Render every line of the items below as a Markdown table with the columns Row and Line, numbering each row, skipping blank lines, and leaving out the pictures.

------

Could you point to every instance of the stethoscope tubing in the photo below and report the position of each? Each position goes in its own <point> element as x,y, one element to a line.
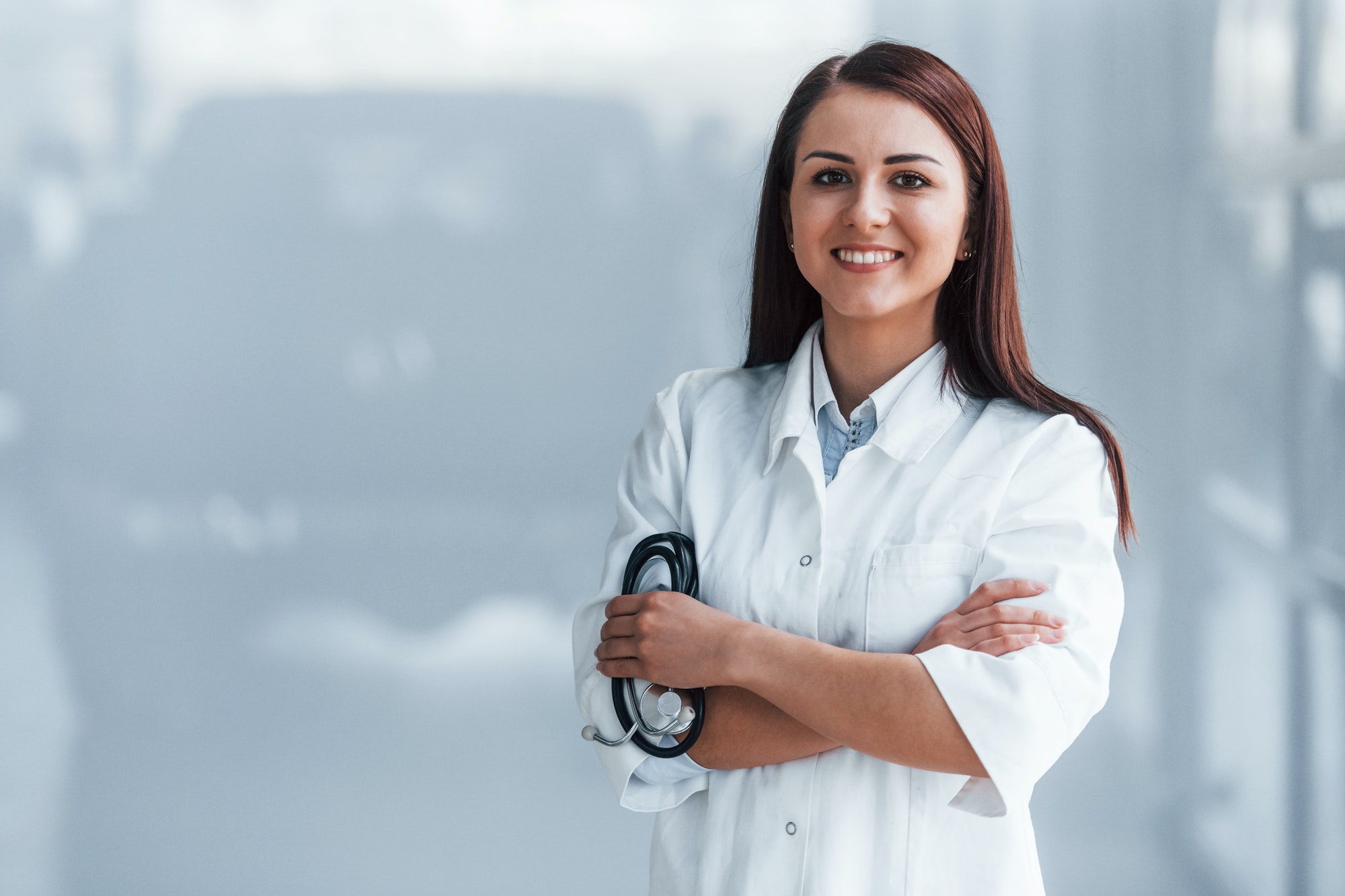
<point>679,553</point>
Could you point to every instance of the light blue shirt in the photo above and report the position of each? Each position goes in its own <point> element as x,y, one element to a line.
<point>839,438</point>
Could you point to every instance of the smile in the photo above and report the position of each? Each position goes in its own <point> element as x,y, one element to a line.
<point>866,259</point>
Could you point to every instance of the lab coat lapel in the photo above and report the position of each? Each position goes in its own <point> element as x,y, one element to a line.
<point>794,405</point>
<point>926,409</point>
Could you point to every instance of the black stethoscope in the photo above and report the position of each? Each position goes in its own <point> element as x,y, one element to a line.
<point>679,555</point>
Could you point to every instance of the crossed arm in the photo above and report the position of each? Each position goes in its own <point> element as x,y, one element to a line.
<point>774,697</point>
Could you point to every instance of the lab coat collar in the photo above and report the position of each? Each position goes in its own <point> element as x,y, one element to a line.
<point>907,432</point>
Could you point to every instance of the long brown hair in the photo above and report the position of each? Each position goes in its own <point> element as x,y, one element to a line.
<point>977,313</point>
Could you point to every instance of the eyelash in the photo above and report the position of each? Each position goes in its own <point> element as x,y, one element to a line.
<point>820,178</point>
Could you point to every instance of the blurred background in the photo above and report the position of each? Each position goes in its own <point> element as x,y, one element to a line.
<point>325,326</point>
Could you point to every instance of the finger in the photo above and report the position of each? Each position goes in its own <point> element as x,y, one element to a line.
<point>625,606</point>
<point>1011,614</point>
<point>1000,630</point>
<point>618,627</point>
<point>622,669</point>
<point>1001,589</point>
<point>1007,645</point>
<point>617,649</point>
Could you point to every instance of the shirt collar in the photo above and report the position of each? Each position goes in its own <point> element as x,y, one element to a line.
<point>879,403</point>
<point>913,415</point>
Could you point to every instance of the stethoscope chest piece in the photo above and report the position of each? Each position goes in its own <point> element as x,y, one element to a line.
<point>670,715</point>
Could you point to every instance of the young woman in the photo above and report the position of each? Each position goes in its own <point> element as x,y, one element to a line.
<point>884,452</point>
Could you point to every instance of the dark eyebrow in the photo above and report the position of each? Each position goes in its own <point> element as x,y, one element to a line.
<point>891,161</point>
<point>910,157</point>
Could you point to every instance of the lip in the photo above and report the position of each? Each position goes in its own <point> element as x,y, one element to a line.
<point>857,268</point>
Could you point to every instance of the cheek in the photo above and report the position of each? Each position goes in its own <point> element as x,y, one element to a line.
<point>934,229</point>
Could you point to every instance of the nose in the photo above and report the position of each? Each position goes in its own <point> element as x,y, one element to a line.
<point>870,209</point>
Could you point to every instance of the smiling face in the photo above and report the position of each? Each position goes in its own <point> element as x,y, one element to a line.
<point>878,210</point>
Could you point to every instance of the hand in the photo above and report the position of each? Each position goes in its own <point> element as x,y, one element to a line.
<point>983,623</point>
<point>666,637</point>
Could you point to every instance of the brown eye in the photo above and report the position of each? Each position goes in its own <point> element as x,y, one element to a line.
<point>831,177</point>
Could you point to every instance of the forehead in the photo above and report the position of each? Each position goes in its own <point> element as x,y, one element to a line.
<point>870,126</point>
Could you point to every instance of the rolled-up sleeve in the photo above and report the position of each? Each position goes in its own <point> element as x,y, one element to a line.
<point>1056,524</point>
<point>649,501</point>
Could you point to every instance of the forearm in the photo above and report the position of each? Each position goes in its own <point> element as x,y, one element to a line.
<point>884,705</point>
<point>744,731</point>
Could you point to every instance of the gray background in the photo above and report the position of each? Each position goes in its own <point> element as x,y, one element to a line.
<point>325,329</point>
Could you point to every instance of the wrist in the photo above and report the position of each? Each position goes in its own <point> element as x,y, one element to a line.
<point>740,649</point>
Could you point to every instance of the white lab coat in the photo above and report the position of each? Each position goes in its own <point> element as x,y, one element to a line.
<point>948,494</point>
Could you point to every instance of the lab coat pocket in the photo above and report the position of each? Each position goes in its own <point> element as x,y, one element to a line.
<point>911,587</point>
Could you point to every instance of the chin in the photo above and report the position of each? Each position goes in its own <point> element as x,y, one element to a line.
<point>871,307</point>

------

**Result for this task**
| Row | Line |
|---|---|
| 1 | Could you point to every instance of the stethoscope tubing in the photo below and report the position of each? Each position goes in its own <point> element as x,y, one element to a line. |
| 2 | <point>679,553</point> |
| 3 | Could you point to every instance of the light blue shirt in the photo above and report the position of each? Each position goes in its own <point> element as x,y, one element to a line. |
| 4 | <point>839,438</point> |
| 5 | Could you point to every instance of the smile in the photo above and report the position of each? Each position goes in its own <point> element as x,y, one element to a line. |
| 6 | <point>866,259</point> |
| 7 | Could you point to every instance of the lab coat lapel in the photo above and report the position of each? Each position goes in its own <point> element as x,y, one element to a line. |
| 8 | <point>794,405</point> |
| 9 | <point>926,409</point> |
| 10 | Could you point to every instance of the black stethoscope in the photo above and report the position of each? Each position goes in its own <point> element as x,y, one element to a line. |
| 11 | <point>679,555</point> |
| 12 | Could you point to every instance of the crossed arm in the photo above and report the position of each? Each position goes in its own <point> element as x,y, one element to a line. |
| 13 | <point>774,697</point> |
| 14 | Could you point to every instance of the lab coat collar in the photo above and report the position of each? Each position goes in its own <point> element as x,y, one element to a line. |
| 15 | <point>907,432</point> |
| 16 | Could you point to every instance of the long brown hair in the photo above and report the position of each? Each position goes in its own <point> element as x,y, one element to a line. |
| 17 | <point>977,313</point> |
| 18 | Could you point to every instance of the eyelash in the photo above and report the position of each? Each position goes in its own <point> element as x,y, one element to a line. |
| 19 | <point>820,178</point> |
| 20 | Could you point to every instance of the blurred background in the photo above and report the position of each? Each position goes in its own <point> element as x,y, one element to a line. |
| 21 | <point>325,326</point> |
| 22 | Could you point to every instance of the finger in the photo above and report the position of each? Each position goes in its own <point> element as x,y, one element to a line. |
| 23 | <point>625,606</point> |
| 24 | <point>1011,614</point> |
| 25 | <point>1000,630</point> |
| 26 | <point>618,627</point> |
| 27 | <point>622,669</point> |
| 28 | <point>1001,589</point> |
| 29 | <point>1007,645</point> |
| 30 | <point>617,649</point> |
| 31 | Could you point to every instance of the shirt collar in the photo above and report the position of each? Each position goes in its own <point> element as x,y, one element to a line. |
| 32 | <point>879,403</point> |
| 33 | <point>913,415</point> |
| 34 | Could you point to every instance of the stethoscope chest piece in the photo above and report the position of each? Each position goes in its own <point> element as x,y, one element to a line. |
| 35 | <point>670,715</point> |
| 36 | Could you point to every instance of the young woman in the photo above and report the position of each? Each position goes in its own <point> element as x,y, one element to a line. |
| 37 | <point>884,452</point> |
| 38 | Could you point to every instance of the dark eyebrow in the photo above and report the position of each? Each position goes in its own <point> element as x,y, one element to a line. |
| 39 | <point>891,161</point> |
| 40 | <point>910,157</point> |
| 41 | Could you point to every instance of the lip in the photo above and report the position of each? Each position goes in its own <point> element as x,y, one element to a line. |
| 42 | <point>857,268</point> |
| 43 | Could you point to every instance of the cheek in the photo above and report the position of each? Each position goes in its own <point> element as x,y, one element to a line. |
| 44 | <point>934,229</point> |
| 45 | Could you point to every instance of the nose in the photo above and report the position of each? Each position goes in its own <point> element as x,y, one element to a line. |
| 46 | <point>870,209</point> |
| 47 | Could you point to every instance of the smiling face in the photo above and report the position of each? Each position goes in its own <point> element as x,y, one element to a line. |
| 48 | <point>878,210</point> |
| 49 | Could you point to every instance of the hand in the photo above and report the position of each? Each position goes in its own <point> element as x,y, one element to a line. |
| 50 | <point>983,623</point> |
| 51 | <point>666,637</point> |
| 52 | Could you point to every instance of the brown eye in the photo above and report the position of each? Each position goes in its own <point> element as x,y, one element to a line. |
| 53 | <point>831,177</point> |
| 54 | Could you point to every instance of the forehead in the photo above and report the position of each? Each position goes in its own <point> element as x,y, one element to a line. |
| 55 | <point>870,126</point> |
| 56 | Could you point to every instance of the rolled-up sleeve in the photo above and report the position of each? Each position goes in its own <point> element as x,y, one element to a line. |
| 57 | <point>1056,524</point> |
| 58 | <point>649,501</point> |
| 59 | Could you point to every instance of the forearm in the photo above and report the position of each? Each position goes in its own <point> element as x,y, one element to a line. |
| 60 | <point>884,705</point> |
| 61 | <point>744,731</point> |
| 62 | Could you point to every instance of the gray background in the photo above and report the position of each? Each position goes in its own <point> element as x,y, one element to a line. |
| 63 | <point>325,329</point> |
| 64 | Could you point to every instance of the wrist in the photo above and report the position of each? Each position goes in its own <point> element as x,y, one element to a line. |
| 65 | <point>740,649</point> |
| 66 | Could you point to every instance of the white lab coat in the photo above and report the position of each? Each position goes in its own <point> element as x,y, one element to a line. |
| 67 | <point>948,494</point> |
| 68 | Could you point to every instance of the lab coat pocket in the photo above and report the position of each? Each position goes in its own <point> element as x,y, one element to a line. |
| 69 | <point>911,587</point> |
| 70 | Could you point to every instance of the chin in the photo above and report the position of each? Each position goes in its own <point> element as x,y, one element to a line. |
| 71 | <point>871,307</point> |